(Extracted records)
-=-=-

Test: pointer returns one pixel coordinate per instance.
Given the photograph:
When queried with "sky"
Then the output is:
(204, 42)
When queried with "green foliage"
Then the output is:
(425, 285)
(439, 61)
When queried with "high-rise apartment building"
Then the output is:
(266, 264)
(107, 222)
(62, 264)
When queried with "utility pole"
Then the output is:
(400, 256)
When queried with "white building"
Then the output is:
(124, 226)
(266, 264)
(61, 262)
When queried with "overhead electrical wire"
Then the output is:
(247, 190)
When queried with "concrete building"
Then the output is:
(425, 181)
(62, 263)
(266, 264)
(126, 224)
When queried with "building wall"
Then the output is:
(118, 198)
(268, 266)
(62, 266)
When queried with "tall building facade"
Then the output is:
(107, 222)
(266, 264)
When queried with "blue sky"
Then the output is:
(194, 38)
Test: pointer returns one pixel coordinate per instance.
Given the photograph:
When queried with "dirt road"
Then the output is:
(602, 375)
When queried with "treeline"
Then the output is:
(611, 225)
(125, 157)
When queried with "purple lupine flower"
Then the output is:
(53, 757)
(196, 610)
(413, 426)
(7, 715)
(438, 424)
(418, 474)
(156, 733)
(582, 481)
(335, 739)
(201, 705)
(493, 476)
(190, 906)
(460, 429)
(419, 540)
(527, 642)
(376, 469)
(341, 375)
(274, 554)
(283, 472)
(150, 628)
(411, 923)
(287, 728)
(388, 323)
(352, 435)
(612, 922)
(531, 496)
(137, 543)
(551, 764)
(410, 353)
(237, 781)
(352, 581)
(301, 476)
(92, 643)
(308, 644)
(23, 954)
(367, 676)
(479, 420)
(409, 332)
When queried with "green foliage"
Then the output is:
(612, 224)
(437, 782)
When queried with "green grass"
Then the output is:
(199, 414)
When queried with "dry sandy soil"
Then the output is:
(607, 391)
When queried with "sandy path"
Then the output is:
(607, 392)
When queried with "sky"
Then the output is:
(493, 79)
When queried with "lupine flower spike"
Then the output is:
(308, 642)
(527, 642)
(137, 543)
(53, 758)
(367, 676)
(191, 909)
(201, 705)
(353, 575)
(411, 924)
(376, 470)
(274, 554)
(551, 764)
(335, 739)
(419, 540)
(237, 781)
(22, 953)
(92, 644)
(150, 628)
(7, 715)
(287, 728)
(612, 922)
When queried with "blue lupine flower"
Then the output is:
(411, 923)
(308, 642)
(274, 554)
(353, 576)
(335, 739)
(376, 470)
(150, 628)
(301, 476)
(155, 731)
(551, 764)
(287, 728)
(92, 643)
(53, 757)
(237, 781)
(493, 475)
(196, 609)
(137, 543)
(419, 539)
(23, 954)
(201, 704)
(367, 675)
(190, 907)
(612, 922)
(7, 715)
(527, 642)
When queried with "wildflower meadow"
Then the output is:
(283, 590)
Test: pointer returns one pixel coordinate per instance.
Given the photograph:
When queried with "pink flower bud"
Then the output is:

-=-=-

**TASK REQUIREMENTS:**
Extract every line above that contains the string "building"; matching is case-sensitive.

**CORRECT RESULT:**
When queried with "high-rise apartment building"
When queried with "white building"
When queried with "concrete building"
When queried with "building wall"
When queried with "tall building facade"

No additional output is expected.